Rewrite the lines below as a numbered list with blank lines removed, starting at the line with "one white concrete" and ending at the line with "[69, 786, 156, 1072]", both included.

════════════════════

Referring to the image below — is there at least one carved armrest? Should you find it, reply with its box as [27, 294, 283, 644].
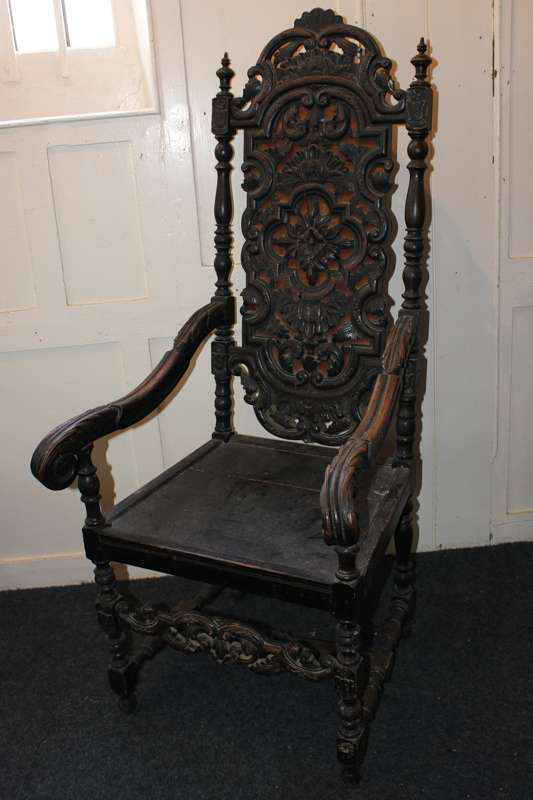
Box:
[320, 315, 416, 547]
[31, 297, 231, 490]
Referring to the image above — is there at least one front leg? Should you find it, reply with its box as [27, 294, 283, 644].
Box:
[334, 581, 368, 784]
[391, 498, 416, 636]
[94, 561, 138, 712]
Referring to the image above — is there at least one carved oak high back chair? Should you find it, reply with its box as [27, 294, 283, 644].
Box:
[32, 9, 431, 783]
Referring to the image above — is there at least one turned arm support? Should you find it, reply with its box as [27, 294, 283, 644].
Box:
[320, 314, 416, 548]
[31, 297, 233, 490]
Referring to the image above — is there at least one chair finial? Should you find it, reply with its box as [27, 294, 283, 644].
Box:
[411, 36, 431, 86]
[217, 53, 235, 92]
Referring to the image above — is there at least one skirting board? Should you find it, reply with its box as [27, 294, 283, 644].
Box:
[0, 553, 161, 591]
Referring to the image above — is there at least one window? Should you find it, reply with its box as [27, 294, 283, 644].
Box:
[8, 0, 115, 53]
[0, 0, 157, 127]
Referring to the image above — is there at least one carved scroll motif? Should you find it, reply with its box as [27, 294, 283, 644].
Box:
[117, 603, 334, 681]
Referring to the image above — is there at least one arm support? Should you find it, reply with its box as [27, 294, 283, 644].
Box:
[320, 314, 416, 547]
[31, 298, 227, 491]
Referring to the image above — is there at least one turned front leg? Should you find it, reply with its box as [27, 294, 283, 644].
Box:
[391, 499, 416, 636]
[334, 571, 368, 784]
[94, 561, 138, 712]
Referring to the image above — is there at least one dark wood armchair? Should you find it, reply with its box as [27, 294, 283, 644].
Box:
[32, 9, 431, 783]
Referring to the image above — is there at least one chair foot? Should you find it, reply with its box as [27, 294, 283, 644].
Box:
[118, 694, 137, 714]
[341, 764, 363, 786]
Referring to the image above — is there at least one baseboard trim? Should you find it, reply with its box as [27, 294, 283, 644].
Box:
[0, 553, 161, 591]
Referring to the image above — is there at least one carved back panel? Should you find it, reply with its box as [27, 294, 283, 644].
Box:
[222, 9, 405, 445]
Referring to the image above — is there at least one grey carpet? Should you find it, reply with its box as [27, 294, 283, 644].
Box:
[0, 544, 533, 800]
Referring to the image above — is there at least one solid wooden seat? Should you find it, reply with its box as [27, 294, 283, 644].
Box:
[102, 435, 410, 608]
[32, 9, 432, 783]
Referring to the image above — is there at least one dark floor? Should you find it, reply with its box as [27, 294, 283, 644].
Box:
[0, 544, 533, 800]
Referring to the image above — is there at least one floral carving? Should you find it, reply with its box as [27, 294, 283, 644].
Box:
[275, 198, 354, 286]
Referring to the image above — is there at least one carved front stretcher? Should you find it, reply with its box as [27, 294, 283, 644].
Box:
[32, 9, 431, 783]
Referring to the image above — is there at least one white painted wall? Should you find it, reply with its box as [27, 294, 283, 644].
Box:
[0, 0, 533, 587]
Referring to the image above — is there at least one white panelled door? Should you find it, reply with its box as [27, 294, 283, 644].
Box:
[491, 0, 533, 542]
[0, 0, 508, 587]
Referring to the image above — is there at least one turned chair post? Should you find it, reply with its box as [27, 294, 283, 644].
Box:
[211, 53, 235, 442]
[78, 444, 137, 712]
[391, 39, 432, 634]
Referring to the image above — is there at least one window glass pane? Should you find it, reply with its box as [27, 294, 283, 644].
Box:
[11, 0, 58, 53]
[63, 0, 115, 47]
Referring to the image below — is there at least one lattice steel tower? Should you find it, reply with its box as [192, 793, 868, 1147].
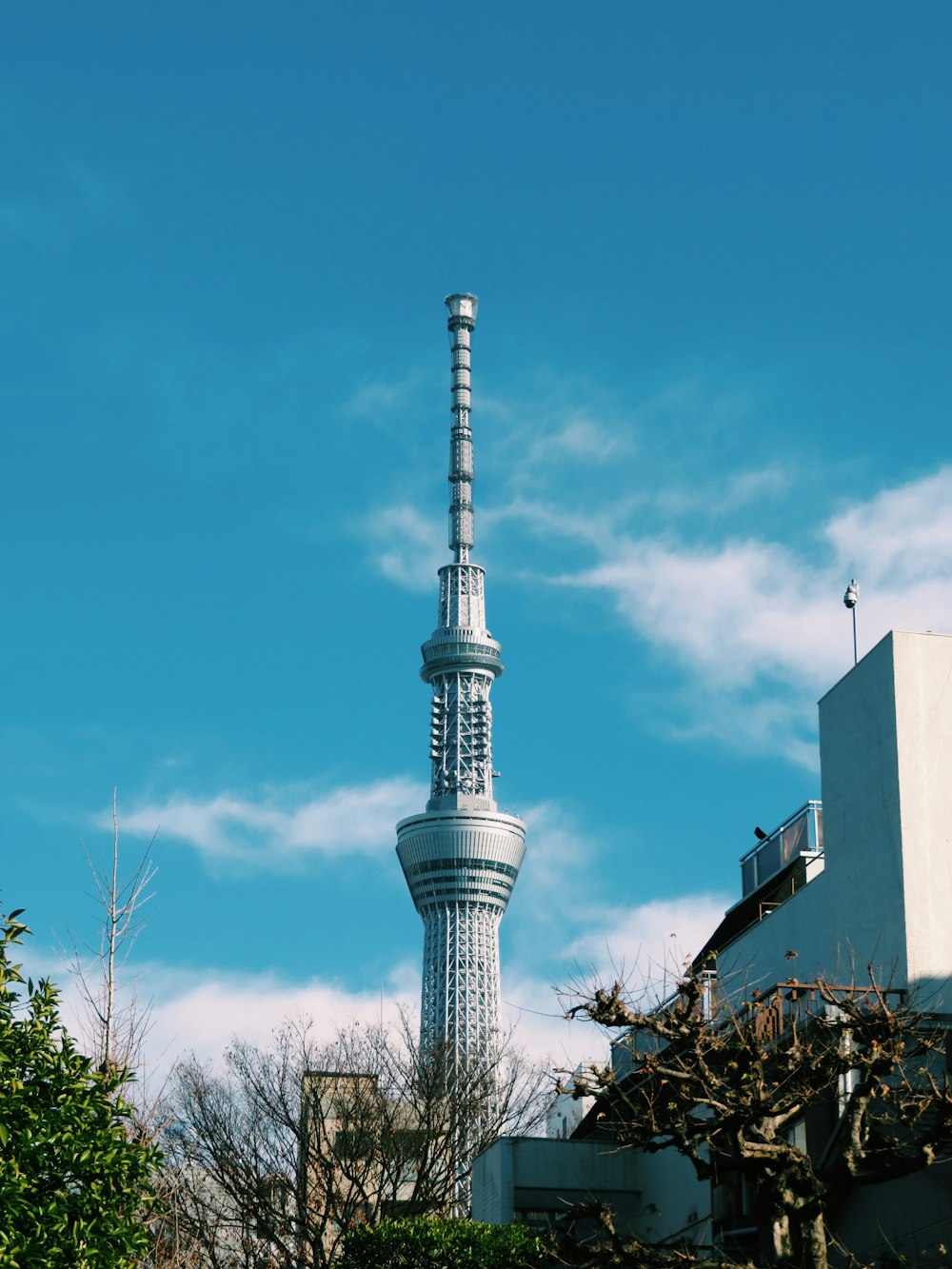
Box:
[397, 296, 526, 1060]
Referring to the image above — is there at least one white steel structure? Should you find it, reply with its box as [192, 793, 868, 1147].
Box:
[397, 294, 526, 1062]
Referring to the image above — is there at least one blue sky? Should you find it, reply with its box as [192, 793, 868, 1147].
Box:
[0, 0, 952, 1071]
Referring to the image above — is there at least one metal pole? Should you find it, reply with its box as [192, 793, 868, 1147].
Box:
[843, 578, 860, 664]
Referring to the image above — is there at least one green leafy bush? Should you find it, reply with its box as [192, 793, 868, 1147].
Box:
[342, 1216, 549, 1269]
[0, 910, 157, 1269]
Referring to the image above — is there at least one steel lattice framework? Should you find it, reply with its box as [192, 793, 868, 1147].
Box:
[397, 294, 526, 1066]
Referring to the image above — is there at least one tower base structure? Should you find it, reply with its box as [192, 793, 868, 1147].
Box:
[397, 798, 526, 1060]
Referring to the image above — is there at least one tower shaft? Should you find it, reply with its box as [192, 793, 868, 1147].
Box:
[397, 294, 526, 1062]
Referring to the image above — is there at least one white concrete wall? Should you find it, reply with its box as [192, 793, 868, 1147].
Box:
[820, 631, 952, 1010]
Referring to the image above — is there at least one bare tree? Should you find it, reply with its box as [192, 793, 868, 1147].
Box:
[71, 785, 156, 1072]
[165, 1019, 545, 1269]
[563, 967, 952, 1269]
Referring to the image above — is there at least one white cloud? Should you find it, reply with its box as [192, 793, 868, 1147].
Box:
[523, 467, 952, 765]
[0, 159, 123, 251]
[564, 893, 731, 998]
[361, 503, 450, 595]
[344, 369, 430, 423]
[122, 777, 427, 866]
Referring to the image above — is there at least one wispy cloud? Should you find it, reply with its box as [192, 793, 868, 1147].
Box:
[343, 369, 433, 423]
[504, 467, 952, 766]
[0, 159, 123, 252]
[123, 778, 426, 868]
[361, 503, 450, 595]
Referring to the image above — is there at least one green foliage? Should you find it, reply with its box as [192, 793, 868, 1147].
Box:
[340, 1216, 549, 1269]
[0, 908, 157, 1269]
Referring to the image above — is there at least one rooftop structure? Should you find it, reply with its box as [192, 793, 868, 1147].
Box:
[397, 294, 526, 1067]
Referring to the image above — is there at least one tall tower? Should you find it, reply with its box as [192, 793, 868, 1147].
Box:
[397, 294, 526, 1061]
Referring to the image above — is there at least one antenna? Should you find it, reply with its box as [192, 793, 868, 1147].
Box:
[843, 578, 860, 664]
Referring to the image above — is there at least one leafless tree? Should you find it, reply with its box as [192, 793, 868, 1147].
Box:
[165, 1019, 545, 1269]
[561, 967, 952, 1269]
[69, 786, 156, 1072]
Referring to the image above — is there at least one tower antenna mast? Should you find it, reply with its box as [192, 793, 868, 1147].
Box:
[397, 293, 526, 1198]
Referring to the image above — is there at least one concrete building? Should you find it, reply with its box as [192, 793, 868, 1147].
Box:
[473, 631, 952, 1262]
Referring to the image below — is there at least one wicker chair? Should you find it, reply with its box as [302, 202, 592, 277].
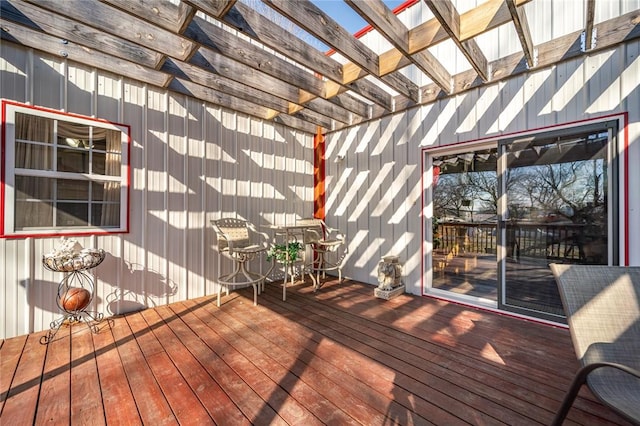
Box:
[211, 218, 267, 306]
[551, 264, 640, 425]
[296, 218, 347, 291]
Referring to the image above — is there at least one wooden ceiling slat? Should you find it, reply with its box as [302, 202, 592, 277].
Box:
[168, 78, 277, 120]
[184, 17, 324, 96]
[27, 0, 196, 60]
[265, 0, 378, 75]
[346, 0, 451, 93]
[424, 0, 489, 81]
[223, 3, 378, 115]
[505, 0, 534, 68]
[0, 17, 171, 87]
[161, 58, 289, 113]
[190, 47, 300, 103]
[264, 0, 418, 104]
[183, 0, 236, 18]
[584, 0, 596, 50]
[0, 0, 640, 132]
[100, 0, 196, 34]
[0, 0, 163, 68]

════════════════════

> _Complete answer_:
1. Referring to the image above — is there at least one white concrete wall? Should you find it, reply with its box as [192, 793, 868, 1147].
2. Box:
3. [820, 631, 952, 1010]
4. Referring to the image above — is there at least one bare tree? Should you find it, reply with its box as [192, 793, 868, 1147].
5. Box:
6. [71, 785, 156, 1072]
7. [165, 1019, 545, 1269]
8. [563, 967, 952, 1269]
9. Referring to the image above — is there at least one white cloud? Should you find it, reply with its box as [192, 793, 868, 1147].
10. Box:
11. [523, 467, 952, 765]
12. [0, 159, 123, 251]
13. [564, 893, 731, 998]
14. [361, 503, 450, 595]
15. [344, 369, 430, 423]
16. [122, 777, 427, 866]
17. Referring to the image above — is there at least one wispy cloud? Should you find it, reply with its box as [192, 793, 868, 1147].
18. Box:
19. [343, 369, 433, 423]
20. [504, 467, 952, 766]
21. [0, 159, 123, 252]
22. [123, 778, 426, 868]
23. [361, 503, 450, 595]
24. Referring to the image above — is there at least one green foliage? Should you find it, reply with its box as [192, 793, 868, 1147].
25. Box:
26. [340, 1216, 549, 1269]
27. [0, 908, 157, 1269]
28. Referring to the image above — is there at least one rooftop structure? Should you find it, reply with its box as [192, 793, 868, 1147].
29. Box:
30. [397, 294, 526, 1067]
31. Referring to the image above — is there at least one tall tower? Should you find it, reply with its box as [192, 793, 868, 1147].
32. Box:
33. [397, 294, 526, 1061]
34. Referring to the image above — is there at least one antenna? Should you find it, reply with its box as [192, 793, 868, 1147].
35. Box:
36. [843, 578, 860, 664]
37. Referring to the image above — is there at least one leafless tree? Should you find it, reply with its box as [192, 793, 868, 1147].
38. Box:
39. [165, 1019, 545, 1269]
40. [561, 967, 952, 1269]
41. [69, 786, 156, 1072]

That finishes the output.